**Extrait à lire**
Texte sur la série BLACKFACE

Photographies
Noir sur Blanc

Robert C. Morgan

La rédaction de critiques d’art et de photographie dans le New York de la fin des années 1980 et des années 1990 a été affectée de façon significative par la vague du « politiquement correct » apparue dans la critique contemporaine. Dans l’ensemble, le résultat s’est avéré pour le moins mitigé. Néanmoins, certains points méritent que l’on s’y attarde plus avant. Ainsi, il a été suggéré que la production et la diffusion de l’art était une pratique largement élitiste réservée à la classe moyenne blanche. En d’autres termes, l’Art était important, mais une structure sociétale diversifiée et cultivée l’était tout autant. Peu après que cette révélation est devenue de notoriété publique, les publications culturelles américaines, réalisant qu’elles n’étaient pas épargnées par ce problème, ont commencé à traiter la question de l’élitisme en leurs propres termes.

À cette époque, en ce qui concerne la question raciale, il existait de véritables défis à relever et des barrières tout à fait concrètes qui empêchaient l’intégration culturelle dans le monde de l’art. Il va sans dire que de nombreux artistes afro-américains de talent étaient passés sous silence. Certains magazines ont tenté de pallier cette difficulté en se focalisant sur l’œuvre d’artistes singuliers sans évoquer les racines sociales de la question. Indirectement, cette approche, ou plutôt cette absence d’approche, leur a permis de restructurer leurs articles et leurs critiques à travers un filtre éditorial révisionniste. Soudain, les critiques ne pouvaient plus dire tout ce qu’ils voulaient et devaient se conformer au « style de la maison ». La moindre critique concernant une photographie, une vidéo ou une installation réalisée par tout autre artiste qu’un homme blanc issu de la classe moyenne exposait son auteur à des rumeurs fallacieuses et souvent désobligeantes, entachées de racisme, de sexisme ou d’homophobie.

**Matériel fourni**
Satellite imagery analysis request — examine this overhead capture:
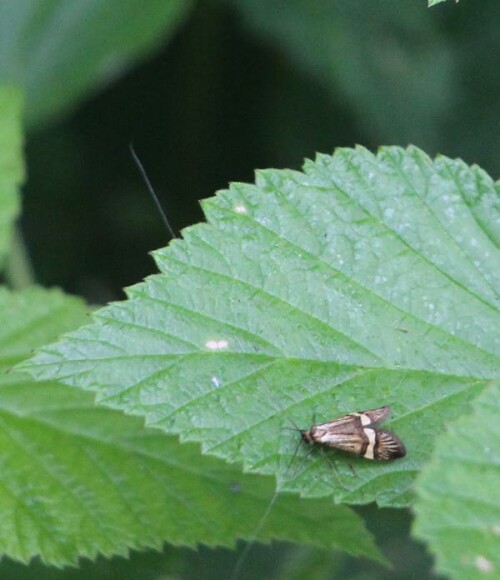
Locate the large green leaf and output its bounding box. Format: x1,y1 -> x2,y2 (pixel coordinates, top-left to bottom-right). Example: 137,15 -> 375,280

**Objectifs**
(a) Dans l'extrait sur la critique d'art new-yorkaise, relevez les accusations dont étaient entachées les rumeurs mentionnées dans la dernière phrase.
(b) Poursuivez l'extrait sur la critique d'art new-yorkaise à partir de sa dernière phrase.

**Résultats**
(a) racisme, sexisme, homophobie

(b)
À une écriture honnête et sans compromis s’est substituée une méthode standardisée d’écriture critique qui incluait des descriptions détaillées des œuvres, assaisonnées d’une pincée d’humour cynique. Les critiques étaient vivement encouragés à écrire de la sorte, quand ils n’y étaient pas tout simplement forcés. Il en subsiste encore quelques traces aujourd’hui. L’ombre du « politiquement correct », tel que le perçoivent les Américains, ne cesse de se transformer, de s’adapter afin de rester connecté aux courants actuels. L’une des alternatives majeures à cette situation est la récente prolifération de blogs d’art professionnels, parmi lesquels certains essaient actuellement de conserver l’intégrité d’une écriture critique ouverte d’esprit grâce à une rédaction inspirée et à une conception soignée. Cela fait partie intégrante de la formation d’une approche multiculturelle qui est à l’origine d’une perspective essentielle en lien avec l’art et avec la société à laquelle il appartient. Le succès du marché de l’art, mais aussi la qualité de la vie dépendent entièrement du soutien apporté à cette diversité.

Gardant cela à l’esprit, je voudrais présenter une série exceptionnelle de photographies en noir et blanc qui, pour la plupart, donnent à voir des personnes blanches au visage peint en noir, prises approximativement entre 1880 et les années 1960. Bien que les minstrel shows, des divertissements consistant à voir des Blancs « travestis » en Noirs, soient apparus dès 1843, les photographies ont été mises de côté, peut-être à dessein, au moins pour la raison que nous évoquons ici. Même si toutes les images ne se rapportent pas directement aux minstrel shows, ce type de représentation comportait souvent des implications raciales (et sexuelles) pour le moins complexes. Généralement, des musiciens blancs se maquillaient le visage de suie avec un bouchon brûlé ou du cirage, afin de créer un personnage de Nègre. C’était tout particulièrement populaire dans le Sud des États-Unis, bien que l’on situe l’origine des minstrel shows à La Nouvelle-Orléans ou à Pittsburg. Au cours des années 1960, les photographies de Blancs grimés en Noirs ont commencé à disparaître, leur déclin correspondant plus ou moins avec la promulgation et l’application de la loi sur les droits civiques.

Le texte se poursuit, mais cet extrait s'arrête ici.